SET TASKS:
1. Please list every ingredient named under "For the Crust:" in the pumpkin pie crisp recipe below, without the amounts.
2. In the pumpkin pie crisp recipe below, how should the butter for the crust be prepared?

SUPPLIED PASSAGE:
────────────────────

This Pumpkin Pie Crisp with a Buttery Crust combines a flaky crust, spiced pumpkin filling, and a crumbly oat topping in a dessert that’s as comforting as it is delicious. The contrast between the smooth pumpkin layer and the crisp topping brings out the warm, cozy flavors of fall with each bite.


Ingredients

Scale

For the Crust:
1 1/2 cups all-purpose flour
1/2 cup unsalted butter, cold and cut into small pieces
1/4 cup granulated sugar
1/4 teaspoon salt
12 tablespoons cold water (as needed)

────────────────────

DATA EXCERPTS:
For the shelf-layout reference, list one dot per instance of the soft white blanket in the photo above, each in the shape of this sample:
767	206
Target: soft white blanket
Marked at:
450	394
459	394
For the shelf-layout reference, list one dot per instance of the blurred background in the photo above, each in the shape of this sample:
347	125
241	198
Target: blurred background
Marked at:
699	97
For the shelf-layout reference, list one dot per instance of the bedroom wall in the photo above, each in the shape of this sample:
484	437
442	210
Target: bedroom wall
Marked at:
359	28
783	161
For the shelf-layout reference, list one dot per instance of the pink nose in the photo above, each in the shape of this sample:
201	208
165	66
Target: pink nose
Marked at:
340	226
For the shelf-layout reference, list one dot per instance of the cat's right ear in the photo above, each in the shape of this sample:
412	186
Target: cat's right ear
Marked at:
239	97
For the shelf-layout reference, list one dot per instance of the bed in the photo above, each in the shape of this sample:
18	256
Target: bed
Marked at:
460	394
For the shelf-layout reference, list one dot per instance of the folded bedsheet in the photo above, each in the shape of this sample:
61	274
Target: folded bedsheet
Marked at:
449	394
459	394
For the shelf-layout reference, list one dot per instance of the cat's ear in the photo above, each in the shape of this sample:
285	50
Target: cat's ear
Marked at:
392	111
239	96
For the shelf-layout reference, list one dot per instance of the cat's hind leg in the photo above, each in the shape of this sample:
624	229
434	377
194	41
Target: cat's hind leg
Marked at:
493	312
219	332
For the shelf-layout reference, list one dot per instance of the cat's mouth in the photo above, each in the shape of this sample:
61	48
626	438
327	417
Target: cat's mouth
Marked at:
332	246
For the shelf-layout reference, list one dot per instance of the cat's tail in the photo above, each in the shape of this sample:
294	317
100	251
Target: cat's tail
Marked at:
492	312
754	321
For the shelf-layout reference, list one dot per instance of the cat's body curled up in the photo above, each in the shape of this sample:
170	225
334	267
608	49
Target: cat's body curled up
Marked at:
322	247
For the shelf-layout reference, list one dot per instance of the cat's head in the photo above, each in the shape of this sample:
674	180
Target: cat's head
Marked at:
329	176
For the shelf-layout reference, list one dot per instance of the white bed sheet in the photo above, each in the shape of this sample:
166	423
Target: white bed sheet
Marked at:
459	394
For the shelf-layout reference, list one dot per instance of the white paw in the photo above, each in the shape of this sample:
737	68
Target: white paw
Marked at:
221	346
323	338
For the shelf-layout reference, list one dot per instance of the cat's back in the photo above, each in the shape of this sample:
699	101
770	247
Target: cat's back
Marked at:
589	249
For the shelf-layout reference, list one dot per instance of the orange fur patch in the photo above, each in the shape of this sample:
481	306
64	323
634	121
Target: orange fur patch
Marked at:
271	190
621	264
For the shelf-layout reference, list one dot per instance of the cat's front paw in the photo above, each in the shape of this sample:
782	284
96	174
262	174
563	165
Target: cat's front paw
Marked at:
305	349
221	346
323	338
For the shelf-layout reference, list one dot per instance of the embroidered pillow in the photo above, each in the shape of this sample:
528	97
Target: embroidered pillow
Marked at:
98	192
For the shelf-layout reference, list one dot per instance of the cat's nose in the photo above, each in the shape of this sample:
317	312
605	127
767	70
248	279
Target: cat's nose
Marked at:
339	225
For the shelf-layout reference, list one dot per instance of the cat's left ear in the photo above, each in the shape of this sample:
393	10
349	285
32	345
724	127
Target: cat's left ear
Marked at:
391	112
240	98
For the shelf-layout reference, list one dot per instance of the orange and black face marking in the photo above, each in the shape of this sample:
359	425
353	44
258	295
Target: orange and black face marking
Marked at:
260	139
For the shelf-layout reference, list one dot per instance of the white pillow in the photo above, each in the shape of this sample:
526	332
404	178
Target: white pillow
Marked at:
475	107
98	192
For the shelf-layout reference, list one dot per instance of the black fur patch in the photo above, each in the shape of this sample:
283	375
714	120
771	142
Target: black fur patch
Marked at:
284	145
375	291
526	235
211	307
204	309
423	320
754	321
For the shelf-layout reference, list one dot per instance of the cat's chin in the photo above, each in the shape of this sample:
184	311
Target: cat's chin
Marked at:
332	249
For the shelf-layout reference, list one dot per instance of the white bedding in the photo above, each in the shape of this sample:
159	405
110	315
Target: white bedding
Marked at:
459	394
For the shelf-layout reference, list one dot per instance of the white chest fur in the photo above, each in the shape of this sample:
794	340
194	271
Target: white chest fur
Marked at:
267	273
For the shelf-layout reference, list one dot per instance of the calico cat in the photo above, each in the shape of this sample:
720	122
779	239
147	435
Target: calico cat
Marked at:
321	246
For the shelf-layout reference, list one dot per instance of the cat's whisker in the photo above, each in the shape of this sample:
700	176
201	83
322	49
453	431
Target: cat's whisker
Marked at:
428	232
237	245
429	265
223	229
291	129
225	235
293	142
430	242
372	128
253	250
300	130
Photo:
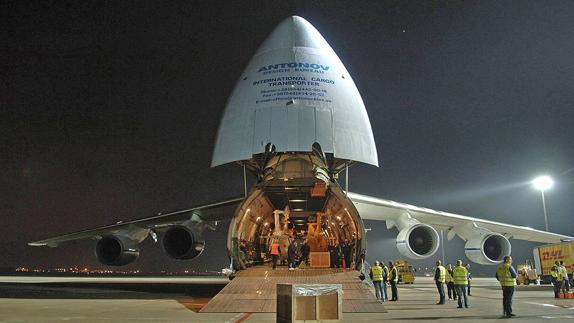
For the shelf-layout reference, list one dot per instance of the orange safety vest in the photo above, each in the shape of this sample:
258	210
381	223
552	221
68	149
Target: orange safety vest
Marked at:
275	249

────────────────────

ANSWERS TO EACH TASK:
1.
- All-purpose flour
- Unsalted butter
- Granulated sugar
- Salt
- Cold water

2. It should be cold and cut into small pieces.